Material provided:

Begin

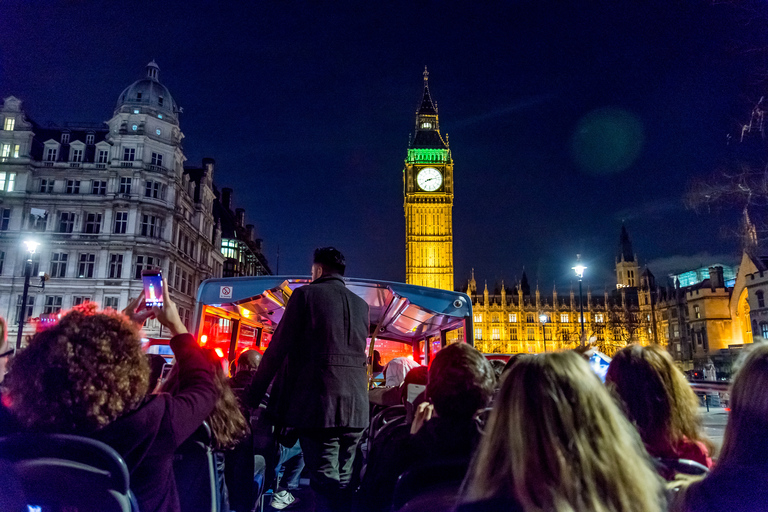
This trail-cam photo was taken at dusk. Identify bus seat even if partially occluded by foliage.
[173,422,219,512]
[392,458,469,512]
[0,433,138,512]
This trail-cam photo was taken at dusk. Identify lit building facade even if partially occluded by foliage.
[0,62,224,336]
[403,68,454,290]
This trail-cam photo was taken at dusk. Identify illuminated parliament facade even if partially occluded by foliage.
[403,68,454,290]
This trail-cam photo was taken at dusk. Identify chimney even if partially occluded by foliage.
[709,267,725,291]
[221,187,232,211]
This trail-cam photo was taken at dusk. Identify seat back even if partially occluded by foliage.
[392,458,469,511]
[173,423,219,512]
[0,434,137,512]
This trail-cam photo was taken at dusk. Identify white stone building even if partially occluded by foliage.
[0,61,224,337]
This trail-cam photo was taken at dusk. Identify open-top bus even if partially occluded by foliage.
[193,276,472,380]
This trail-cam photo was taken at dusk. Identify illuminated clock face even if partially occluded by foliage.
[416,167,443,192]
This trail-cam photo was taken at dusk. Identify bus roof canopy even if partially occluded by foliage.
[197,276,472,343]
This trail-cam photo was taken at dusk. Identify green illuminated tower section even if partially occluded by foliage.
[403,67,454,290]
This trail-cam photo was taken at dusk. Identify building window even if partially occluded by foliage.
[15,295,35,325]
[109,254,123,279]
[104,297,120,310]
[72,295,91,307]
[0,208,11,231]
[141,215,162,238]
[0,172,16,192]
[43,295,63,315]
[133,256,160,279]
[40,180,55,194]
[91,180,107,196]
[51,252,69,277]
[114,212,128,234]
[144,181,165,199]
[57,212,75,233]
[77,253,96,278]
[83,213,101,234]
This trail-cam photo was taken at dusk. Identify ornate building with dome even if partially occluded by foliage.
[0,61,269,336]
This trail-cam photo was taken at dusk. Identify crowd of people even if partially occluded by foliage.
[0,248,768,512]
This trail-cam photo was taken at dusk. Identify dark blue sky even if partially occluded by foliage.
[0,0,768,289]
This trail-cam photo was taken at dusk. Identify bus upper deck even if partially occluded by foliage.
[193,276,472,372]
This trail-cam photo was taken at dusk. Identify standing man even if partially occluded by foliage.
[247,247,369,511]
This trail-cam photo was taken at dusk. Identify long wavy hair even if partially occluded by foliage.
[4,303,149,434]
[161,349,250,450]
[715,343,768,468]
[462,352,664,512]
[605,345,714,455]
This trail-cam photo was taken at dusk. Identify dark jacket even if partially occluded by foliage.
[247,275,369,428]
[91,334,217,512]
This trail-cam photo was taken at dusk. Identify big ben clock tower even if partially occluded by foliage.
[403,67,453,290]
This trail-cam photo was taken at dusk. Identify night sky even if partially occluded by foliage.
[0,0,768,291]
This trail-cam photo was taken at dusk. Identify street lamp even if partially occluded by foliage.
[572,254,587,347]
[16,240,40,350]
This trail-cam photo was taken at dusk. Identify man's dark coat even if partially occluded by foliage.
[247,274,368,429]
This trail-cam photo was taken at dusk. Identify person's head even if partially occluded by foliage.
[427,342,496,420]
[718,343,768,467]
[162,349,249,450]
[147,354,166,393]
[237,349,261,372]
[8,307,149,434]
[605,345,705,454]
[312,247,347,281]
[463,351,663,512]
[0,316,13,383]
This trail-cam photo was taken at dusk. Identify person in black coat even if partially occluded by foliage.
[247,247,369,510]
[3,283,218,512]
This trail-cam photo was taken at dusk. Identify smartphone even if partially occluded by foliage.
[141,269,163,309]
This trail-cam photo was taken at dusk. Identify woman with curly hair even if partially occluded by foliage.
[683,343,768,512]
[8,283,218,512]
[458,351,665,512]
[605,345,712,479]
[161,349,250,512]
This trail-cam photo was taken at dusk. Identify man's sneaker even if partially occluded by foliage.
[272,491,299,510]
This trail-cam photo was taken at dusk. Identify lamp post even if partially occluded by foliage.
[539,313,547,352]
[572,254,587,347]
[16,240,40,350]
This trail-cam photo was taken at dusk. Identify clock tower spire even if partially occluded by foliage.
[403,66,453,290]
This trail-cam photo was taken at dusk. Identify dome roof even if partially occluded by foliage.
[115,60,179,119]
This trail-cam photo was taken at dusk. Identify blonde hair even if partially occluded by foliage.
[605,344,714,456]
[464,352,664,512]
[718,343,768,465]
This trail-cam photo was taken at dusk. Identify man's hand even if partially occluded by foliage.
[123,290,154,328]
[152,278,189,336]
[411,402,437,434]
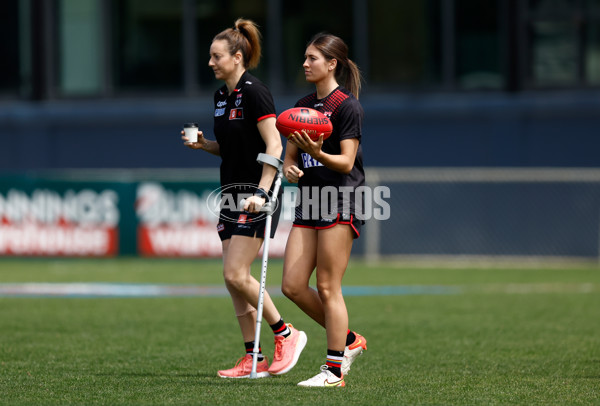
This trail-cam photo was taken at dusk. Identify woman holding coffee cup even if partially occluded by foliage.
[182,19,306,378]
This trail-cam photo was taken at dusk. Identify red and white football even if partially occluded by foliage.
[275,107,333,141]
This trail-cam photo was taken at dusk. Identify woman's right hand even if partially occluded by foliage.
[284,165,304,183]
[181,131,207,149]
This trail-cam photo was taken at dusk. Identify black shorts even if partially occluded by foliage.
[293,213,364,238]
[217,204,281,241]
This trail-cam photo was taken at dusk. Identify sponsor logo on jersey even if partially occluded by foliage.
[229,107,244,120]
[302,152,323,169]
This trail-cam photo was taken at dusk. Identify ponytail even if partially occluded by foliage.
[213,18,261,69]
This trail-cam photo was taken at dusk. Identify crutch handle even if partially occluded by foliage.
[240,199,271,213]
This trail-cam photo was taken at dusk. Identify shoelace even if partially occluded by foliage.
[309,365,328,382]
[273,336,285,360]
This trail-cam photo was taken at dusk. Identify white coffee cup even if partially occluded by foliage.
[183,123,198,142]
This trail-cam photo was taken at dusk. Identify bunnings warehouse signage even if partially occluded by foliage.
[0,185,120,256]
[135,182,221,257]
[0,176,291,257]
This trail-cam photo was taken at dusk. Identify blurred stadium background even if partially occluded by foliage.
[0,0,600,262]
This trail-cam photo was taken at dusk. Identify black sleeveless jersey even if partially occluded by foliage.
[214,72,276,193]
[296,86,365,219]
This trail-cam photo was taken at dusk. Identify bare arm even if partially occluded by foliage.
[244,117,283,213]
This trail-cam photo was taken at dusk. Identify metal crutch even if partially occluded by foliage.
[250,154,283,379]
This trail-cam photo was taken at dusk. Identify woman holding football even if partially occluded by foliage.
[182,19,306,378]
[282,33,367,387]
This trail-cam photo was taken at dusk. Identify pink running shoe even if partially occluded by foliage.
[217,354,271,378]
[269,323,307,375]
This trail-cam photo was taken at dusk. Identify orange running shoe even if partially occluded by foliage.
[269,323,307,375]
[342,331,367,375]
[217,354,271,378]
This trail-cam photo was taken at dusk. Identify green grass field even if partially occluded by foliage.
[0,259,600,405]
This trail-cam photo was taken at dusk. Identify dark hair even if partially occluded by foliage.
[306,32,362,99]
[213,18,261,69]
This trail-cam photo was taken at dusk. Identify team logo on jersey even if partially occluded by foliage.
[302,152,324,169]
[229,107,244,120]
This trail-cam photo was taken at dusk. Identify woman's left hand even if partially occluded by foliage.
[288,130,323,160]
[244,196,266,213]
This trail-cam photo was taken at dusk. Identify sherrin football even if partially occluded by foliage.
[275,107,333,141]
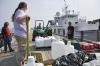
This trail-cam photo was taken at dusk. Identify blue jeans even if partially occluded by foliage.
[4,37,12,51]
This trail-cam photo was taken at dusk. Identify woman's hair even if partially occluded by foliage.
[4,22,9,26]
[12,2,27,21]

End

Exercise requirements: Turn the lines from the line with "This trail-cam photo was taken at dusk. Identify dark jacket" to the line with "[247,274,368,429]", both included, into a Markdown table with the columns Row and Entry, leaving out any blank lines.

Result of this task:
| Row | Entry |
|---|---|
| 1 | This trail-cam photo was taken at dusk. Identify dark jacket even if partially occluded by foliage. |
| 2 | [247,275,369,428] |
| 3 | [91,334,217,512] |
| 4 | This trail-cam photo was taken at dusk. Identify big ben clock tower even if partially occluded by foliage. |
| 5 | [403,67,453,290] |
| 6 | This trail-cam photo was taken at dusk. Identify night sky even if partially occluded by foliage. |
| 7 | [0,0,768,291] |
| 8 | This trail-cam photo was taken at dusk. Identify street lamp even if partially occluded by foliage. |
| 9 | [572,254,587,347] |
| 10 | [16,240,40,350] |
| 11 | This trail-cam photo was taken at dusk. Identify man's dark coat even if partially occluded by foliage. |
| 12 | [247,274,368,429] |